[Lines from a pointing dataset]
'''

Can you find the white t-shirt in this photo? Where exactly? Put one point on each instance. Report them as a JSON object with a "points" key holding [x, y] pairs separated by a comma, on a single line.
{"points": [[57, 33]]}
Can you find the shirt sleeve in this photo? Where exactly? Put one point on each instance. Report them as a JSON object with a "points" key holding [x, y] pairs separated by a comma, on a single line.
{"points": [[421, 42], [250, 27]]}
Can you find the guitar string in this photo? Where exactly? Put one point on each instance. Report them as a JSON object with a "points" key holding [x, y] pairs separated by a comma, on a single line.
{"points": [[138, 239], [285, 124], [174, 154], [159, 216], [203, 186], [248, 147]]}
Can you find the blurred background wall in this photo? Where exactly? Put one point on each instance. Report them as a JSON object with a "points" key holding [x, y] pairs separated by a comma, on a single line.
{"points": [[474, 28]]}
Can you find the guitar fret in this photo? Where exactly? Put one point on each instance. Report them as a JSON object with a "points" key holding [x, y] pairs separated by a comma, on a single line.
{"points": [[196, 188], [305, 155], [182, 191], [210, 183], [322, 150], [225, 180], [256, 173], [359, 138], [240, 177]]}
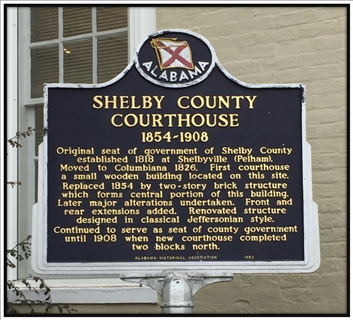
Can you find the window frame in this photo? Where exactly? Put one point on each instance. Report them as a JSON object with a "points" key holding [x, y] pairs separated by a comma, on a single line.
{"points": [[20, 107]]}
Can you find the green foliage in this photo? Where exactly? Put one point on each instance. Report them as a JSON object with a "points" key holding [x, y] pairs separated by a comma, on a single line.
{"points": [[15, 140], [20, 252]]}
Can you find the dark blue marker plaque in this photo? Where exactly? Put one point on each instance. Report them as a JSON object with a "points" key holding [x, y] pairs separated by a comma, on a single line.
{"points": [[175, 163]]}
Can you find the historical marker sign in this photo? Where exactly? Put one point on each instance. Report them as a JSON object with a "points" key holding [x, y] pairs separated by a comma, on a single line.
{"points": [[175, 164]]}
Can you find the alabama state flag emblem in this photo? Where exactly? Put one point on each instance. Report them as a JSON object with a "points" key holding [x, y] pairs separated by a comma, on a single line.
{"points": [[172, 54]]}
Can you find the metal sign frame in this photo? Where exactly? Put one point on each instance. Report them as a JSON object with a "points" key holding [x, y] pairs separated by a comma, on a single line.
{"points": [[150, 269]]}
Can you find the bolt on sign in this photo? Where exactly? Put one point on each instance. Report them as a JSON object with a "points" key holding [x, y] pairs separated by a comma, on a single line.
{"points": [[175, 164]]}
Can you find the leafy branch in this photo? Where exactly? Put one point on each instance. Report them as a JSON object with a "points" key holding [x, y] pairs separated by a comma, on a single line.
{"points": [[20, 252], [13, 285], [15, 140]]}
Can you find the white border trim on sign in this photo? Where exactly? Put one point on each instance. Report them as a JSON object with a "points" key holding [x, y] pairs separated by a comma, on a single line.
{"points": [[154, 269]]}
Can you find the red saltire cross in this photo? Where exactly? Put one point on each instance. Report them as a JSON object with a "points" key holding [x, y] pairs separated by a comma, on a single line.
{"points": [[175, 55]]}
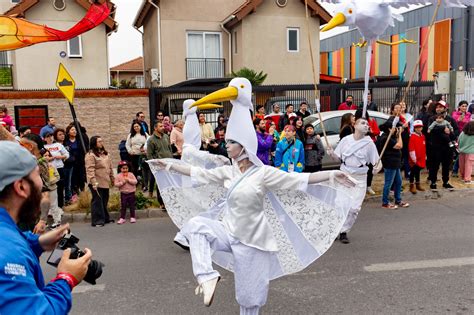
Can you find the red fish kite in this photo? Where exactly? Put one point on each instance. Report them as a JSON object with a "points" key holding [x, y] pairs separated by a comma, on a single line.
{"points": [[17, 33]]}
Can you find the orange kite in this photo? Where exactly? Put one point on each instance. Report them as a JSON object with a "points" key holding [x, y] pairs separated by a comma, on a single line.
{"points": [[17, 33]]}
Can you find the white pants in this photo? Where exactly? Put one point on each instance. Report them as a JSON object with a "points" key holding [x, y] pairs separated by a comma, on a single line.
{"points": [[357, 202], [54, 209], [251, 266]]}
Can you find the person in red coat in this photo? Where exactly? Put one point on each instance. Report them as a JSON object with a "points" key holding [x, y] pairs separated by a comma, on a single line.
{"points": [[348, 104], [417, 156]]}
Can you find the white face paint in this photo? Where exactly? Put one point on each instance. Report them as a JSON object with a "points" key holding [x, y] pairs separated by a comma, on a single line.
{"points": [[362, 126], [234, 149]]}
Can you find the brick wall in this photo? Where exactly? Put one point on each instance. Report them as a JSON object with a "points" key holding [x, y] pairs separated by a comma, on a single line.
{"points": [[103, 113]]}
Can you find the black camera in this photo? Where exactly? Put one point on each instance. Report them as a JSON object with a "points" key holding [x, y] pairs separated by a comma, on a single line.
{"points": [[94, 270]]}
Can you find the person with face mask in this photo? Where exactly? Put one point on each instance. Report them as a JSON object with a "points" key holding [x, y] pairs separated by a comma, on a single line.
{"points": [[356, 152], [250, 218], [22, 286]]}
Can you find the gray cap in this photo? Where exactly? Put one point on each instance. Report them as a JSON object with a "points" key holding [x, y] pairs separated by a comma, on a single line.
{"points": [[16, 163]]}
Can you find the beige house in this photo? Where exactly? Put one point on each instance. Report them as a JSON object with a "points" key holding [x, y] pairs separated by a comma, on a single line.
{"points": [[190, 39], [36, 67], [130, 71]]}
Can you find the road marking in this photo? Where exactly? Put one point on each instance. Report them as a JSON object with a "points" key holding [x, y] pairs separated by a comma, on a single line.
{"points": [[83, 288], [421, 264]]}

'''

Please repeat every line above word for word, leaving out the pictures.

* Reply to the task
Can you find the white t-shirt in this photo? Where exactly? Put one point on each instance. Report them as a JSON object with a "points" key holding [x, y] pairs separated by a comma, on a single line.
{"points": [[57, 33]]}
Can you find the shirt sleeve in this photo? Where exactly? Put one point on each instance. Report them as a JSON object with a "points" key holding [x, y] pairs separated by a comma, on a single line.
{"points": [[421, 42], [250, 27]]}
Can you find the guitar string in this photo? Where exactly? Put one point on each instance. Report them as a JSON object with a "points" key holding [x, y] pairs separated by a comma, on a single line.
{"points": [[138, 239], [285, 124], [174, 154], [159, 216], [203, 186], [248, 147]]}
Can you find the blurred background wall in this photo? Where exactly? Put one point on each instance. Report them as a JSON object with a "points" key holding [x, y] pairs separated by a comma, on a single line.
{"points": [[474, 28]]}
Can you find the guitar fret in this photo? Where exactly? Put one point on each instance. Report them as a JSON object with a "points" key holding [x, y] pairs separated by a comma, on a single line.
{"points": [[196, 188], [305, 155], [182, 191], [210, 183], [322, 150], [225, 180], [256, 173], [359, 138], [240, 177]]}
Can you find the window frame in this photo? Where exactly? Put one point on each instance. Report them as a JSON object with a "points" key holding [x, y] pairs separated by a comma, on a single line.
{"points": [[20, 107]]}
Can you find the green foliage in this photo? Where exactly? Put one point on each instance. Report them as a JSON object with a "points" key holding [x, y] pairs separated by a comma, on a single line.
{"points": [[15, 140], [20, 252]]}
Can you find the dark blue marker plaque in this photo? Where exactly? Put one point on each instance. Report them as a JSON object with a "points" key holding [x, y] pairs separated by a comma, on a single line.
{"points": [[175, 163]]}
Can you find the historical marker sign in this photo? Where exactly? Put one point on each instance. Report them as a JSON object with a "points" key holding [x, y] pairs separated by a comma, on a single line.
{"points": [[175, 164]]}
Can you find the alabama state flag emblem in this photo? Where exactly? Put one point on each instance. Report them as a JSON object with a "points" key holding [x, y] pairs separated by a comma, on a single line.
{"points": [[172, 54]]}
Can you find the metal sign frame in this photo? Where exactly? Put one point on each instance. Report them as a JSON object with a "points" key holding [x, y] pairs separated by a comma, on a single line.
{"points": [[150, 269]]}
Can you find the bolt on sign in this photo? Where exactly? Put one point on each instance. Report them as a JSON object with a "points" key holding [x, y] pairs separated by a comma, on a single line.
{"points": [[175, 164]]}
Can you find the leafy branch in this photo? Where exactly? Put one point on each instance. Report them as a JSON object with a "points" key holding [x, y] pairs separated by a comma, on a single line.
{"points": [[20, 252], [13, 285], [15, 140]]}
Can you find the white border trim on sign in this photo? Where exactly? Put one point on each instance. Report them as a JSON object with a "points" key holding [x, y] pairs separated by a comma, on a single line.
{"points": [[154, 269]]}
Can you find the red saltire cross in this photo? Where exactly? Put one point on each instance. Report them as a JSON object with a "points" key holding [x, y] pairs separated by a comma, on a single line.
{"points": [[175, 55]]}
Can you find the red fish kite in this photo? Where exactly? Put one point on each instance. Report them as a JSON object with a "points" key holding [x, y] pairs separated by a comma, on a single line.
{"points": [[17, 33]]}
Can you find the orange kite in this photo? Where exactly? Put one point on each instance. Report them as a JSON object with a "points" key holding [x, y] pairs separated by a comma, on a single line.
{"points": [[17, 33]]}
Can you find the white pants in this photo? Where exactly? Put one point on each instance. Report them as a JSON object with a "points" key holding [x, y] pairs separated by a comma, on a single line.
{"points": [[357, 202], [54, 209], [251, 266]]}
Can you find the person in red coat in this photo? Where exactly? Put one point on each instance. Report them as a JSON object with a "points" key holding [x, y] pairs separated by a comma, on a single line.
{"points": [[348, 104], [417, 156]]}
Can you find the white face paint in this photo? Where exactly? Put one point on each instance. Report them as a JSON object with a "points" key holding [x, y] pairs separated by a comma, on a single line.
{"points": [[362, 126], [234, 149]]}
Can you find the brick wall in this photo? Where exactly? Put one point on each instance. Report them as a JSON object with a "points" key holding [x, y] pairs separated by a comma, on a single line.
{"points": [[103, 113]]}
Can you find the black camera in this photo? Where exactly? Put one point on each instance. Report them as a JSON object with a "points" key holding [x, y] pairs separated by a comma, on a single line.
{"points": [[94, 270]]}
Can you find the person with face mask in this photo? Where exactly? Put one point on each instance. Report them as a JSON object with a "points" key holding [x, y] pairs separated by a comma, on a single line.
{"points": [[356, 152], [250, 218], [22, 286]]}
Can you find the gray cap in this photo? Where exactly? Put one point on each instance. Report them as a JSON object with a "points" key holding [x, y] pairs separated by a comma, on a single line.
{"points": [[16, 163]]}
Can you find the beige house in this photo? Where exactly? Put one point on each instance. Report them as a JSON object with a "points" key holding [x, y] pairs separated by a comma, on a single line.
{"points": [[190, 39], [36, 67], [130, 71]]}
Can you find the road marking in this photo? Where exactly? Put one point on each instance. Report them as a JSON object with a "points" key holding [x, y] pairs separated by a comma, on a single line.
{"points": [[83, 288], [421, 264]]}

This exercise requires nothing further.